WORK TO BE COMPLETED:
Render every line of the rows below as a Markdown table with the columns "Line no." and "Line text", skipping blank lines and leaving out the pictures.

RECORDS SHOWN:

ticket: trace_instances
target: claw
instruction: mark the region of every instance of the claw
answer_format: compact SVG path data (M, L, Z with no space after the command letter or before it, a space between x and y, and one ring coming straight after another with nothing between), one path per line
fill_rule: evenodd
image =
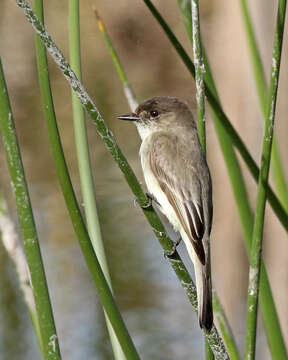
M152 201L156 201L153 197L153 195L146 193L147 199L148 199L148 203L147 205L140 205L138 199L134 199L134 206L136 206L136 204L140 205L142 209L148 209L150 206L152 206ZM157 201L156 201L157 202ZM157 202L158 204L158 202Z
M172 256L172 255L175 253L176 248L177 248L177 246L180 244L181 240L182 240L182 238L181 238L181 236L179 236L179 238L178 238L175 242L173 241L173 247L172 247L172 249L171 249L170 251L165 251L165 252L164 252L164 257L165 257L165 259L166 259L167 257L169 257L169 256Z

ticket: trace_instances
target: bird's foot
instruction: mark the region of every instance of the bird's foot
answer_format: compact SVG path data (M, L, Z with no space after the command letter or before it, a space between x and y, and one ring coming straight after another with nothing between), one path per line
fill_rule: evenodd
M152 194L146 193L148 203L146 205L140 205L138 199L134 199L134 205L136 204L140 205L142 209L148 209L150 206L152 206L152 202L155 201L156 204L159 205L158 201L155 199L155 197Z
M173 241L172 249L170 251L164 251L165 258L172 256L175 253L177 246L180 244L181 240L182 240L182 238L181 238L181 236L179 236L179 238L176 241Z

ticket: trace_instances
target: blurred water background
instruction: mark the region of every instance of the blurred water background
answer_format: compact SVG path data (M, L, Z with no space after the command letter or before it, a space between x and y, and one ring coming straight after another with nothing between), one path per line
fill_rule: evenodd
M48 30L68 58L68 2L50 0L45 3ZM169 6L164 0L155 0L154 3L191 54L177 1L170 1ZM256 0L250 3L266 74L269 74L276 2L273 4L268 0ZM96 5L107 25L139 101L156 95L172 95L186 100L195 110L194 83L142 1L82 2L85 87L143 182L138 158L140 141L136 129L131 124L116 120L117 115L128 112L129 108L97 29L92 4ZM263 126L239 2L203 0L201 20L204 43L224 110L245 138L254 158L259 161ZM286 43L284 39L276 119L276 136L282 154L287 152ZM112 352L102 309L65 209L49 148L39 96L33 32L13 1L0 1L0 50L63 359L109 360ZM70 88L52 61L50 70L63 146L81 202ZM139 353L143 359L201 359L204 356L204 345L196 315L142 212L133 205L131 191L89 119L87 128L99 217L113 286ZM213 283L237 343L243 348L248 262L236 205L209 113L207 146L214 186L211 238ZM282 157L287 173L286 157ZM245 166L242 167L254 206L255 183ZM17 221L2 144L0 174L1 189ZM180 252L187 260L183 245L180 245ZM287 254L287 234L268 206L264 256L286 342ZM40 359L14 267L2 245L0 274L0 358ZM258 358L269 359L261 321L257 346Z

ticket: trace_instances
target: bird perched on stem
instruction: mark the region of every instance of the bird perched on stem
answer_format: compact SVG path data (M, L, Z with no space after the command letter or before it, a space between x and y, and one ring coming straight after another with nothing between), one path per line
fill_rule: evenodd
M185 242L195 268L199 324L210 331L212 184L192 112L181 100L165 96L118 118L136 123L148 192Z

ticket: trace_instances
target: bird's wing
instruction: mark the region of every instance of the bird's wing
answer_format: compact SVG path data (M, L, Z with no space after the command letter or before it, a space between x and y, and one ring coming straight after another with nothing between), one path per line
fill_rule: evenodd
M151 170L204 265L202 237L205 221L201 182L193 161L187 159L189 152L187 154L185 147L179 145L176 136L160 135L152 142L149 155ZM179 169L179 164L182 164L182 169Z

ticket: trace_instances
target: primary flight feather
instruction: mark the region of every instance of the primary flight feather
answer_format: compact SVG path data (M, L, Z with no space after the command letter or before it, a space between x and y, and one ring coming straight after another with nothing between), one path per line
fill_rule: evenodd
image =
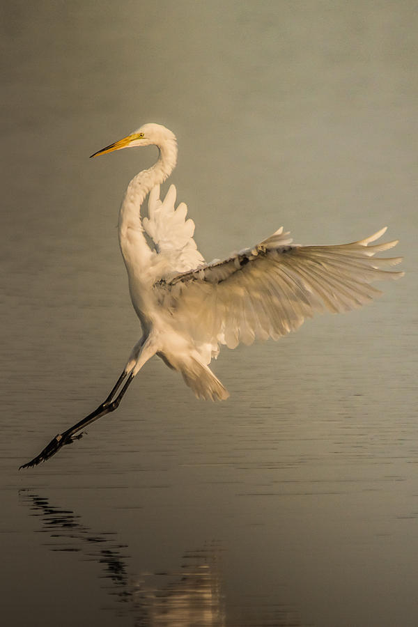
M401 257L375 256L397 243L373 243L386 229L351 244L300 246L281 228L251 248L206 263L193 239L194 223L186 219L186 205L176 207L174 185L164 199L160 198L160 185L177 161L171 131L145 124L92 157L150 144L158 147L159 158L130 181L118 222L119 244L142 336L106 400L21 467L52 457L81 438L88 424L116 409L134 376L154 355L180 373L199 398L225 399L228 392L208 367L219 345L234 348L240 342L278 339L316 311L338 313L360 307L380 293L371 283L403 274L392 270ZM148 194L148 216L141 219Z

THE RESPONSE:
| Line no. | Line text |
|---|---|
| 1 | ticket: trace_instances |
| 2 | target: claw |
| 3 | instruction: mark the region of every instance of the claw |
| 4 | answer_format: compact SVG path data (M, L, Z with no space after the command letter or before it, a space between x and y, and one ring coming straight after another with nothing between), one path per line |
| 5 | fill_rule: evenodd |
| 6 | image = |
| 7 | M152 201L156 201L153 197L153 195L146 193L147 199L148 199L148 203L147 205L140 205L138 199L134 199L134 206L136 206L136 204L140 205L142 209L148 209L150 206L152 206ZM157 201L156 201L157 202ZM157 202L158 204L158 202Z |
| 8 | M172 256L172 255L175 253L176 248L177 248L177 246L180 244L181 240L182 240L182 238L181 238L181 236L179 236L179 238L178 238L175 242L173 241L173 247L172 247L172 249L171 249L170 251L165 251L165 252L164 252L164 257L165 257L165 259L166 259L167 257L169 257L169 256Z |
| 9 | ticket: trace_instances |
| 10 | target: bird's foot |
| 11 | instruction: mark the region of every instance of the bird's foot |
| 12 | answer_format: compact SVG path data (M, L, Z with no space after the command letter or before it, a space between x and y, and one ring coming straight after another with nothing between), one path per line |
| 13 | fill_rule: evenodd |
| 14 | M152 194L146 193L148 203L146 205L140 205L138 199L134 199L134 205L136 204L140 205L142 209L148 209L150 206L152 206L152 202L155 201L156 204L159 205L158 201L155 199L155 197Z |
| 15 | M173 241L172 249L170 251L164 251L165 258L172 256L175 253L177 246L180 244L181 240L182 240L182 238L181 238L181 236L179 236L179 238L176 241Z |
| 16 | ticket: trace_instances |
| 17 | target: blurred water background |
| 18 | instruction: mark the region of every instance of the blurred water background |
| 19 | answer_format: compact SVG path data (M, L, Z with no space after the command letter or before it, a space between x and y, and one ring coming straight after another with nothing between), one path per line |
| 20 | fill_rule: evenodd |
| 21 | M48 30L68 58L68 2L50 0L45 3ZM169 6L164 0L155 0L154 3L191 54L177 1L170 1ZM256 0L250 3L266 74L269 74L276 2L273 4L268 0ZM96 5L107 25L139 101L156 95L172 95L186 100L195 110L194 83L142 1L82 2L85 87L143 182L138 158L140 141L136 129L131 124L116 120L117 115L128 112L129 108L97 29L92 4ZM263 126L239 2L203 0L201 20L204 43L224 110L245 138L254 158L259 161ZM286 43L284 39L276 119L276 136L282 154L287 152ZM112 352L102 309L65 209L49 148L39 96L33 32L13 1L0 1L0 50L63 359L109 360ZM70 88L52 61L50 70L63 146L81 202ZM139 353L143 359L201 359L204 356L204 345L196 315L142 212L133 205L131 191L89 119L87 128L99 217L113 286ZM213 283L237 343L243 348L248 262L236 205L209 113L207 146L214 186L211 238ZM282 157L287 173L286 157ZM245 166L242 167L254 206L255 183ZM17 221L2 144L0 174L1 189ZM180 252L187 260L183 245L180 245ZM287 254L287 234L268 206L264 256L286 342ZM40 359L14 267L2 245L0 274L0 358ZM258 358L269 359L261 321L257 346Z |
| 22 | ticket: trace_instances |
| 23 | target: bird perched on stem |
| 24 | instruction: mark the region of every instance of the bird perched on stem |
| 25 | answer_format: compact SVG path data (M, L, Z with no space after the command letter or before it, a space between x and y, and one ring coming straight after another with nothing between), one path per line |
| 26 | fill_rule: evenodd |
| 27 | M185 242L195 268L199 324L210 331L212 184L192 112L181 100L165 96L118 118L136 123L148 192Z |
| 28 | ticket: trace_instances |
| 29 | target: bird's wing |
| 30 | instruction: mark the region of every instance of the bird's wing |
| 31 | answer_format: compact SVG path data (M, L, Z with no space after the command letter or before it, a space between x and y, and one ring coming straight after another with nothing between), one path per line |
| 32 | fill_rule: evenodd |
| 33 | M151 170L204 265L202 237L205 221L201 182L193 161L187 159L189 152L187 154L185 147L179 145L176 136L160 135L152 142L149 155ZM179 169L179 164L182 164L182 169Z |
| 34 | ticket: trace_instances |
| 35 | target: primary flight feather |
| 36 | instruction: mark the region of every instance of the primary flight feather |
| 37 | answer_format: compact SVG path data (M, L, Z with no space after the command letter or before it, a space between x and y, and one ring coming straight after another with nothing between), one path per line |
| 38 | fill_rule: evenodd |
| 39 | image = |
| 40 | M401 257L375 256L397 243L373 243L386 229L351 244L300 246L281 228L251 248L206 263L193 239L194 223L186 219L186 205L176 207L174 185L164 199L160 198L160 185L177 161L171 131L145 124L92 157L150 144L158 147L159 158L130 181L118 222L119 244L142 336L106 400L21 467L52 457L81 438L88 424L116 409L134 376L154 355L180 373L199 398L225 399L228 392L208 367L219 345L234 348L240 342L278 339L316 311L338 313L360 307L380 293L371 283L403 274L392 270ZM148 194L148 216L141 219Z |